• _Données sources_:
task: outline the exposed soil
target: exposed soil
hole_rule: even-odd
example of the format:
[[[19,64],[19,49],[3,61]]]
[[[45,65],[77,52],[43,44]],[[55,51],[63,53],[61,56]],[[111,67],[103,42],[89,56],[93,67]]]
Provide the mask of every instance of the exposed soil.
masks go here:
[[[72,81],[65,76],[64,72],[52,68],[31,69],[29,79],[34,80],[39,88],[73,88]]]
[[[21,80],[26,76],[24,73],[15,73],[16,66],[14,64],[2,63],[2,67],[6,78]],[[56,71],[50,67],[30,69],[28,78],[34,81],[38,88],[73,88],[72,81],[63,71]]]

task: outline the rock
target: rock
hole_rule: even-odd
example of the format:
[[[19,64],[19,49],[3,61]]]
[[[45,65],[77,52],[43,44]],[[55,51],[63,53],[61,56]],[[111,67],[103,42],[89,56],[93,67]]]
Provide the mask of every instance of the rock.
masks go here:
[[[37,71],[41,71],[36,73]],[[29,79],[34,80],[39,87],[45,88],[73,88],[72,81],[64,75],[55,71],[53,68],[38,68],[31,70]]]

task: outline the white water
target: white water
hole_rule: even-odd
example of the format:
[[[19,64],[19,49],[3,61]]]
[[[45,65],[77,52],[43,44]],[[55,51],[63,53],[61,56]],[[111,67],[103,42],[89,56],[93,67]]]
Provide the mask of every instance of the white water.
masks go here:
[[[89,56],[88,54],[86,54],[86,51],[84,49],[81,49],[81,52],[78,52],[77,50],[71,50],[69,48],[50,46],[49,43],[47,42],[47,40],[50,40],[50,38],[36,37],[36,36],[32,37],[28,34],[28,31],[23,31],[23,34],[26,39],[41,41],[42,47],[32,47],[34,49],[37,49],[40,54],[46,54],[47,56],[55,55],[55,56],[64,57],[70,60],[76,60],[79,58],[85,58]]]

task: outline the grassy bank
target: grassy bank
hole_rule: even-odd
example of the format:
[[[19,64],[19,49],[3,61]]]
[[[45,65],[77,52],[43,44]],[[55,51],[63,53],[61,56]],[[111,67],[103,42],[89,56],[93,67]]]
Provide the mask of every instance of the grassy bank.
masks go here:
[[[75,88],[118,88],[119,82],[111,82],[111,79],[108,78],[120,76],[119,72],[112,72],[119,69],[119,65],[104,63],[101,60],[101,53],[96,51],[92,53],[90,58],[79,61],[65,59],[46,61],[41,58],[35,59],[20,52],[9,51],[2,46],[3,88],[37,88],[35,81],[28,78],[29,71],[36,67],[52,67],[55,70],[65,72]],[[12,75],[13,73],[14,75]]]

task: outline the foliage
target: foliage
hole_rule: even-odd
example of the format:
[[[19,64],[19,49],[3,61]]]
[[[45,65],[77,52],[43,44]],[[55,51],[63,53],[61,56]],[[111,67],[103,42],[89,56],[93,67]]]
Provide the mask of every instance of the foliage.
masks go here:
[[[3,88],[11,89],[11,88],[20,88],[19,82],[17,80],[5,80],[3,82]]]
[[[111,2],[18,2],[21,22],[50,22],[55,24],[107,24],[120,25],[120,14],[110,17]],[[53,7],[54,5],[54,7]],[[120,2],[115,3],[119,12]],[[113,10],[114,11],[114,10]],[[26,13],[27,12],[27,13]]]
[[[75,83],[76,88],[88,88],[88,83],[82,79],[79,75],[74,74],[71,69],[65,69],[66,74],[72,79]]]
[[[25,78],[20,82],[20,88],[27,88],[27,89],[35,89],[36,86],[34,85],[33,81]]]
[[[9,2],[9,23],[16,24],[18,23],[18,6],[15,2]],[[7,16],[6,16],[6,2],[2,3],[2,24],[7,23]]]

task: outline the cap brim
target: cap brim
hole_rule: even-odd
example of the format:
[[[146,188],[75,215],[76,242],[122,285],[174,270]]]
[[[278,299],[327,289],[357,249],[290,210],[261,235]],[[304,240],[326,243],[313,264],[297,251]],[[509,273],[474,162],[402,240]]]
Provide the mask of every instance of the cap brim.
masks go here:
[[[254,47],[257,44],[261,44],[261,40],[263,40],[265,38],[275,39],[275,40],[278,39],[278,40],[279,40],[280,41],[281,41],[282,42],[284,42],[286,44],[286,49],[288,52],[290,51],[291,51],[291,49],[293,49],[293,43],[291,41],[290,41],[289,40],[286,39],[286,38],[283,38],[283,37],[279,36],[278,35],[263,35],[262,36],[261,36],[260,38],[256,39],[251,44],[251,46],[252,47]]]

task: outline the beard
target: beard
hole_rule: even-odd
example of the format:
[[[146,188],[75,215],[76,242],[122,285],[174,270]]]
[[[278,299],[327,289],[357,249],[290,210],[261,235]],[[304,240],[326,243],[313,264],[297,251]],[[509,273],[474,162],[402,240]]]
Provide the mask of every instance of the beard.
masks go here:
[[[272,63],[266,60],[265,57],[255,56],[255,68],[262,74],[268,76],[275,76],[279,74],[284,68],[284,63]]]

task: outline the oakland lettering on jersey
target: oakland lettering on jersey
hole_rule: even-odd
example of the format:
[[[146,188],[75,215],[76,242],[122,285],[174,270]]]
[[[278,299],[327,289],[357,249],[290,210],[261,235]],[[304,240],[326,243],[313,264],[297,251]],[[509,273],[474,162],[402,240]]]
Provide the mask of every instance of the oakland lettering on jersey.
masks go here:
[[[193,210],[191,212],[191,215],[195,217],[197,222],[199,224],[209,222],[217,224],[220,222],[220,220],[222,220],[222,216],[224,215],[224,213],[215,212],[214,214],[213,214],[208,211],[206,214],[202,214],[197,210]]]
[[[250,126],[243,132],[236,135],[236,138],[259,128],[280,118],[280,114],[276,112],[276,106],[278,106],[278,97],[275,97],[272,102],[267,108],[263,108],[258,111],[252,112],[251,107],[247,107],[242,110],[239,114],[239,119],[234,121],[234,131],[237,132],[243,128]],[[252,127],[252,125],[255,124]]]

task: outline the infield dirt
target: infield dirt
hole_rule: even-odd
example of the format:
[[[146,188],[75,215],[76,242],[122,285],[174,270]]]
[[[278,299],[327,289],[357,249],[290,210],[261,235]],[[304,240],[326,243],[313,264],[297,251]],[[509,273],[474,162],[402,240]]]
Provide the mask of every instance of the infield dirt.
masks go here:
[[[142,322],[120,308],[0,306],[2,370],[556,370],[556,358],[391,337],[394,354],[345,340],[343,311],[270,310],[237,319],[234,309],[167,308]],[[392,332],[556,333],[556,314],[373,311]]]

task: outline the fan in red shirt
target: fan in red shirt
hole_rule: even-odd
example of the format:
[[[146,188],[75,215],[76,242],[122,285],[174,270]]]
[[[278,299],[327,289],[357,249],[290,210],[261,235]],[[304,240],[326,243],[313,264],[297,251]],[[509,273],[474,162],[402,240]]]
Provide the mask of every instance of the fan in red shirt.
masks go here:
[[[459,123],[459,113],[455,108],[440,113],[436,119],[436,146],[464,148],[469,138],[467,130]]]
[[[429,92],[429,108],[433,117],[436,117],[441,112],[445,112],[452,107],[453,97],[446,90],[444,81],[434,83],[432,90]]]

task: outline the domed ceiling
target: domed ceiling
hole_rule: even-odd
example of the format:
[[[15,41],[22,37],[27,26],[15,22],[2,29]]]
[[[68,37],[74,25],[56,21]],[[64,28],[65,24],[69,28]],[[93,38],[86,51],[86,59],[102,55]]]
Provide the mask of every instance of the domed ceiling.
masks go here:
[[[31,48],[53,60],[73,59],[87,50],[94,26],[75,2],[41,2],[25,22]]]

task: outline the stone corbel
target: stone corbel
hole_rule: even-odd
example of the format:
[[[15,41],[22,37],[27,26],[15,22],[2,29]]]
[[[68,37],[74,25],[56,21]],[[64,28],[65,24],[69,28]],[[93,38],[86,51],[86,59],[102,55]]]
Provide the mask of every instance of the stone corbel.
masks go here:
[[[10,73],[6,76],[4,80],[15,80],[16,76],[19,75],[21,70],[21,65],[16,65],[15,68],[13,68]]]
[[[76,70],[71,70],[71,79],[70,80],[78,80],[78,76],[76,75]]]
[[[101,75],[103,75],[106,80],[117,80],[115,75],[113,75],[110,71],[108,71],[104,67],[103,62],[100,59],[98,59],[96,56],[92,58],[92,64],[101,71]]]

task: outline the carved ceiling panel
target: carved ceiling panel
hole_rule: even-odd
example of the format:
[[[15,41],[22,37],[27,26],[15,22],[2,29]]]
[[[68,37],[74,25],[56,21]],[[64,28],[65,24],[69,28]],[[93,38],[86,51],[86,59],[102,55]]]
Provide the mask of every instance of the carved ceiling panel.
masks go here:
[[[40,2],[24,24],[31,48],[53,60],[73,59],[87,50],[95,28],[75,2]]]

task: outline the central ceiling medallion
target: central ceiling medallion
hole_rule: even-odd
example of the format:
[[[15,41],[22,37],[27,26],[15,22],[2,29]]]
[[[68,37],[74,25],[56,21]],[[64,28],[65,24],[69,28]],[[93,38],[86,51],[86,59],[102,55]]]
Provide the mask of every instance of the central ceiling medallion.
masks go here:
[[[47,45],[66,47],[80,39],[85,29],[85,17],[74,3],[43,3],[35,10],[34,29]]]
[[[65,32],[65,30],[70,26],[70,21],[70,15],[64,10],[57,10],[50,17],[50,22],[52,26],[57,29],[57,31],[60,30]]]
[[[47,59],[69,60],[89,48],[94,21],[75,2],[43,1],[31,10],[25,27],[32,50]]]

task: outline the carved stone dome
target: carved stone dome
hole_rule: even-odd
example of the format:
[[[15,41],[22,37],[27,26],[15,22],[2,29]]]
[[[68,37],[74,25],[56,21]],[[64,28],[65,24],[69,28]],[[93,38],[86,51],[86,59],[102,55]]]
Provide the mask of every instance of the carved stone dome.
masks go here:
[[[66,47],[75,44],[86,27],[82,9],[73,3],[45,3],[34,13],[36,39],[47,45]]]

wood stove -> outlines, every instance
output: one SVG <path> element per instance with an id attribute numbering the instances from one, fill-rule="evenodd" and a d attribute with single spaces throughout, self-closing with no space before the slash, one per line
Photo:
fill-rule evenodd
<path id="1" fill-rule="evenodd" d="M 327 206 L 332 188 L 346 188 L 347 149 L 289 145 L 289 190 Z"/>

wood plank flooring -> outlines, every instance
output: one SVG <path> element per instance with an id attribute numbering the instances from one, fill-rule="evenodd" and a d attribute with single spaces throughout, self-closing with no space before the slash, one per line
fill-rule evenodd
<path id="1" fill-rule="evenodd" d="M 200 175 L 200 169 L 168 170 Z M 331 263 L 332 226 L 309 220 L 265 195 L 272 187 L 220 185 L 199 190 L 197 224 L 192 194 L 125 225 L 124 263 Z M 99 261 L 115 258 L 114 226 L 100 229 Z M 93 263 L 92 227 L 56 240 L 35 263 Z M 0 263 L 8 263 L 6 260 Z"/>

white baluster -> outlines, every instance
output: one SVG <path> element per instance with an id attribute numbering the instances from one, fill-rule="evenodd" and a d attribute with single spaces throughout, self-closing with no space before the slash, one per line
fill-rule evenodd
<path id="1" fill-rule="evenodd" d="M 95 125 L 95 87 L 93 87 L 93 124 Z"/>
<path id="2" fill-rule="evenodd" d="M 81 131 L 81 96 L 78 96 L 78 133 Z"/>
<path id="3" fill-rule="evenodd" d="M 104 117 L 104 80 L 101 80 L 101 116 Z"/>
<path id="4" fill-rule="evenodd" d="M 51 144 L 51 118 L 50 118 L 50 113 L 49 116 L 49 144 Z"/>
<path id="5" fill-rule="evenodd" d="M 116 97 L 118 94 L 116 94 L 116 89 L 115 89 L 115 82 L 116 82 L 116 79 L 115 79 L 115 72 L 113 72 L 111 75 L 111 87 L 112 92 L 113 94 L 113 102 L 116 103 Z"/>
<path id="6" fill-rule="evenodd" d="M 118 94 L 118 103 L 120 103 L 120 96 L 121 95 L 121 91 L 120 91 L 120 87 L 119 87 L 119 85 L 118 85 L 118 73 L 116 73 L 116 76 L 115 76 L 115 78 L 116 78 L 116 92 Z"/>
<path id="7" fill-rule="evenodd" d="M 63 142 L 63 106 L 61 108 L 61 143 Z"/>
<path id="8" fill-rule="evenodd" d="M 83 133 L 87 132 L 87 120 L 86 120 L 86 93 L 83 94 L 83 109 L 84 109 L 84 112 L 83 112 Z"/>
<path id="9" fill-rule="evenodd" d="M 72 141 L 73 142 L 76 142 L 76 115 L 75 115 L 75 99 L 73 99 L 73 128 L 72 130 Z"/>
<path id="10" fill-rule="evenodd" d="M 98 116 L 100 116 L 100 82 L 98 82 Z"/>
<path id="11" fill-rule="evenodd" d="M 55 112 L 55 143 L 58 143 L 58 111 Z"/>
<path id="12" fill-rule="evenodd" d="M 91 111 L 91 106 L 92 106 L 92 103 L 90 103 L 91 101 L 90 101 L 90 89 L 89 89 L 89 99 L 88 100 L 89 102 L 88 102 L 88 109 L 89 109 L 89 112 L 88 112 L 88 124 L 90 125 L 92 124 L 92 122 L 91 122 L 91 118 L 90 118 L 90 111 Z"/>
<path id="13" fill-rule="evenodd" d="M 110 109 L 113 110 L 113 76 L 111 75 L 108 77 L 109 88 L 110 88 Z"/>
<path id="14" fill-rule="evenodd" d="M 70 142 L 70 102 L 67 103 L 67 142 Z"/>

• _Consigne_:
Recopiez intégralement les lignes allant de celle qui contient « wood stove -> outlines, every instance » jusqu'à celle qui contient « 327 206 L 332 », incluses, et mettez à l'échelle les coordonnées figurant dans les réponses : multipliez-les par 0,5 puis arrondissez à l'entier le plus proche, les demis vers le haut.

• _Réponse attendue_:
wood stove -> outlines, every instance
output: one SVG <path> element per instance with an id attribute numbering the instances from one, fill-rule="evenodd" and a d attribute with single spaces throughout, self-closing with no space before the slash, one per line
Photo:
fill-rule evenodd
<path id="1" fill-rule="evenodd" d="M 164 103 L 166 94 L 173 94 L 174 75 L 145 73 L 145 95 Z"/>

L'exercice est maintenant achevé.